Each entry below has to be written out again without any change.

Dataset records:
- - -

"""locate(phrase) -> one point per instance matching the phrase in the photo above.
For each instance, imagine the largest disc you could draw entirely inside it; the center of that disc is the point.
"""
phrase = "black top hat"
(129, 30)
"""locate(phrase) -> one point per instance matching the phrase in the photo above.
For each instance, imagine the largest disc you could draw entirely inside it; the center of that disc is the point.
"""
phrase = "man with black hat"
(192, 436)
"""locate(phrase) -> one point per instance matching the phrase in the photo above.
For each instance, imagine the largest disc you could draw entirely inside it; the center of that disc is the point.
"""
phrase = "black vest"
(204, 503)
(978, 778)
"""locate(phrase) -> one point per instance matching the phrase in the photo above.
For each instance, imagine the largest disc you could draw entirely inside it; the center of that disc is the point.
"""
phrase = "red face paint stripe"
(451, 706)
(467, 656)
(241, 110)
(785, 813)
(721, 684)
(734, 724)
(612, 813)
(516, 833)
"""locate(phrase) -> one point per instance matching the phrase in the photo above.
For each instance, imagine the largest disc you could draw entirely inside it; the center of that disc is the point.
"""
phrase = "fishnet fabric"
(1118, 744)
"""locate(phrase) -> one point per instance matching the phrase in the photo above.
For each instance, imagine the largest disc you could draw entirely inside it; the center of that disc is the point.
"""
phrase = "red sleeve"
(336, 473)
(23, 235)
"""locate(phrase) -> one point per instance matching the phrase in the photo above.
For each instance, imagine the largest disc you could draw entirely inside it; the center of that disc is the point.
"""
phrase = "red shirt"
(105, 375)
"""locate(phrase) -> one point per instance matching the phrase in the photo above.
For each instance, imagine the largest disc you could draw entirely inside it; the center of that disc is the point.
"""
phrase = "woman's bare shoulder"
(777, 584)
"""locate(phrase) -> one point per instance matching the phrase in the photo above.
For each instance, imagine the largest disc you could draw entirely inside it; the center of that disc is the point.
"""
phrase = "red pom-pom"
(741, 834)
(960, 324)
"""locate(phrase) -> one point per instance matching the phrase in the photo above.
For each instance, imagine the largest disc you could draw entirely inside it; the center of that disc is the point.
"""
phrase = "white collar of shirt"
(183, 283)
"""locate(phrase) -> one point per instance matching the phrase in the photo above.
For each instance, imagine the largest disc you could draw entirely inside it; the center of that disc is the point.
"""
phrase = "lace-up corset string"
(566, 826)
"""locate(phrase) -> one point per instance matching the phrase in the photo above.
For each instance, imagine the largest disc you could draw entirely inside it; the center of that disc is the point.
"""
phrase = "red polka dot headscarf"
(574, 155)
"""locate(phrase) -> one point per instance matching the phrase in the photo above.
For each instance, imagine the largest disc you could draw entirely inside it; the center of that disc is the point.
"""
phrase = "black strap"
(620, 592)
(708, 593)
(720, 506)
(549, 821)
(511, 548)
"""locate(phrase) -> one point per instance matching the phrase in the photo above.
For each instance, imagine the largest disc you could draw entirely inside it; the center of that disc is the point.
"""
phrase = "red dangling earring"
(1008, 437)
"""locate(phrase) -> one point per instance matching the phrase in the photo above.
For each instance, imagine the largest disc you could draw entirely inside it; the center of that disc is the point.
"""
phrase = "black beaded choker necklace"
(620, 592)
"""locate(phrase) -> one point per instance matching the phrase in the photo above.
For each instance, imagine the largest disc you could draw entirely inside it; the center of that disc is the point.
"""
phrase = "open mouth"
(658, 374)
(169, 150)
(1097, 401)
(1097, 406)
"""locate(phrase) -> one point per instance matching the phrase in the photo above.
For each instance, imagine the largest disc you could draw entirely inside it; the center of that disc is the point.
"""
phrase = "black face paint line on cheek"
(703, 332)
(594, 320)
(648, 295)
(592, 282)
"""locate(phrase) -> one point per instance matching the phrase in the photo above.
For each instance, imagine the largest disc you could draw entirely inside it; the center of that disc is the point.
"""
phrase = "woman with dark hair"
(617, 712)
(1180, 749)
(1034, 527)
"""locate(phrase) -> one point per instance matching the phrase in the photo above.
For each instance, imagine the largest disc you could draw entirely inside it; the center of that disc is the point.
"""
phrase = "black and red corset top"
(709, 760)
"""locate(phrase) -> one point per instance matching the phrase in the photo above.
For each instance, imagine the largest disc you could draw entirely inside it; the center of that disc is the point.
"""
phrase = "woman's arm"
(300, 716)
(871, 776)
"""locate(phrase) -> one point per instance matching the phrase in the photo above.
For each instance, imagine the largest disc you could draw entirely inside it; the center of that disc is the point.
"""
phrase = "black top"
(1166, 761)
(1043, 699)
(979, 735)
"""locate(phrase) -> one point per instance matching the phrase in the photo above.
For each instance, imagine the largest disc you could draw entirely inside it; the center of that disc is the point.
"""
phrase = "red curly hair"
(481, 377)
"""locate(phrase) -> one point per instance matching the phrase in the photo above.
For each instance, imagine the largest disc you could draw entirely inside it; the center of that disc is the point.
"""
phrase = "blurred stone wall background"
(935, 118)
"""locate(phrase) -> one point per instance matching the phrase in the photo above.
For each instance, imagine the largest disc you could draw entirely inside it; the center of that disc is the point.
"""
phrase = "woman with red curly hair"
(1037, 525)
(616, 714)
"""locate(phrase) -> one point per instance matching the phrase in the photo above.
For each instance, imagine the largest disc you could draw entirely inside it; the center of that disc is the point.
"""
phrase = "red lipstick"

- - -

*RESPONSE TO THIS TASK*:
"""locate(phrase) -> one point per instance matching the phrase in the photo above.
For each instance, imagine the largest disc you could draw entirely inside it; the center of that disc is the point.
"""
phrase = "black top hat"
(129, 30)
"""locate(phrase) -> one point per instance matching the phrase in the photo above.
For each instance, imagine the largest disc you could draw entirely inside it; the center of that disc is the point.
"""
phrase = "man with black hat"
(192, 436)
"""locate(phrase) -> one point per instance matching the phrase in the photo above.
For each instance, imagine the largest disc you could draw entirely inside it; the center of that disc is the point.
"""
phrase = "black vest"
(204, 503)
(978, 778)
"""locate(phrase) -> one point per instance matching the phrase in the photo above.
For each instance, imagine the largest disc you could draw entirely inside it; the center of that disc is the point.
"""
phrase = "red face paint stripe"
(451, 706)
(467, 656)
(241, 110)
(785, 813)
(721, 684)
(734, 724)
(612, 813)
(516, 833)
"""locate(phrase) -> one point per instance matching the phrase in the photo above.
For each instance, imagine the largest disc you could draw entirely inside it; the center of that disc is the point.
"""
phrase = "fishnet fabric"
(1118, 744)
"""locate(phrase) -> one point per instance matching the phrase in the photo above.
For each instance, imagine the largest disc you could draw entirely inside it; the center of that disc is the point.
"""
phrase = "red sleeve"
(336, 473)
(23, 235)
"""locate(phrase) -> one point per instance matching the phrase in the photo above.
For each instance, imagine the largest disc you could draw entirely inside it; the center of that disc is the point.
"""
phrase = "red shirt"
(105, 375)
"""locate(phrase) -> one point per instance matching the phrase in the photo above.
For each instance, imagine the largest disc you could draw entirely inside it; the center of that disc is the point.
"""
phrase = "woman's bare shoulder"
(777, 584)
"""locate(phrase) -> one point per instance matching the phrase in the photo above.
For each instance, imagine the largest disc you could draw entirely inside it; the center of that disc is the point.
"""
phrase = "red pom-pom"
(741, 834)
(960, 324)
"""locate(phrase) -> one point per instance matching the phrase in the photo above.
For each instance, imagine the largest disc you could draw entirely inside it; the center of that disc is the point.
"""
phrase = "white collar of shirt"
(183, 283)
"""locate(phrase) -> one point per instance matching the phrase in the photo above.
For each instance, imagine the largest disc you could draw entirely inside it; the center of that disc is the point.
"""
phrase = "lace-up corset string"
(566, 826)
"""locate(phrase) -> one point per instance matching the phrase in the photo above.
For each instance, imagine the largest disc you could draw entirely inside it; the center of that disc is the point.
"""
phrase = "red polka dot headscarf"
(574, 155)
"""locate(phrase) -> one point per instance matching the phrase in the photo above.
For each instance, imagine the largest disc you could draw entirely inside it; the center of that disc is the point.
"""
phrase = "black strap"
(620, 592)
(708, 593)
(720, 506)
(549, 821)
(511, 548)
"""locate(phrase) -> one point per instance matching the phrase in the photo above.
For each instance, imagine the largest disc you could draw entirely inside it; the center of that disc is the point.
"""
phrase = "red dangling earring"
(1008, 437)
"""locate(phrase) -> one point per instance matching the phrase in the photo above.
For each instance, imagine the largest disc you could draw entirely inside it; the center of that disc is the point.
"""
phrase = "black beaded choker necklace"
(620, 592)
"""locate(phrase) -> one point per instance matching the phrase in the photo above.
For each instance, imagine the largest disc you could draw entirely inside it; the center of that disc is the point.
"""
phrase = "open mouth"
(658, 374)
(169, 150)
(1097, 401)
(1097, 406)
"""locate(phrase) -> one point per instance matching the phrase in the photo above.
For each instance, imagine the largest disc you could draw entirely inside it; the center of that disc is the point.
"""
phrase = "black face paint line on cheek"
(703, 332)
(594, 320)
(648, 295)
(592, 282)
"""locate(phrase) -> one point per instance matching the phrase in the photo above.
For each instance, imagine the largest disc you could draw entirely inside it; the center of that disc is the point.
"""
phrase = "woman with dark hair"
(617, 712)
(1180, 749)
(1034, 527)
"""locate(phrase) -> one point per instance matching the phrase in the photo above.
For each instance, imagine the largest disc you could draw entirely inside it; the center of that disc is the point.
"""
phrase = "black and red corset top"
(709, 760)
"""locate(phrase) -> one point per instance matching the phrase in the photo above.
For each instance, imagine the largest disc you could draw entirely inside it; the center of that disc is the point.
"""
phrase = "woman's arm"
(300, 716)
(871, 776)
"""locate(phrase) -> one point per instance matching the phrase in the photo above.
For each instance, imagine the largest disc you could draw entirely inside it; the center of that disc is the point.
"""
phrase = "black top"
(1166, 761)
(1043, 699)
(979, 735)
"""locate(phrase) -> one point per instance matching the phrase in the photo above.
For each instance, imagine the largest disc you could draw entirely inside it; the center of that disc is the point.
"""
phrase = "red curly hair"
(481, 377)
"""locate(phrase) -> one point per instance matching the phrase in the photo above.
For each instance, imagine the largest disc you could draw entirely inside it; the center of that disc is the point.
"""
phrase = "blurred stone wall background"
(935, 118)
"""locate(phrase) -> one point per instance matching the phrase in the photo above.
For each instance, imagine the largest disc you could draw entirely inside it; the center of that disc is the point.
"""
phrase = "woman with red curly hair"
(1037, 525)
(616, 714)
"""locate(phrase) -> one point per instance matching the phrase in the photo above.
For each instance, imagine the largest disc you could draw entirely inside it; the center of that disc is the point.
"""
phrase = "red lipstick"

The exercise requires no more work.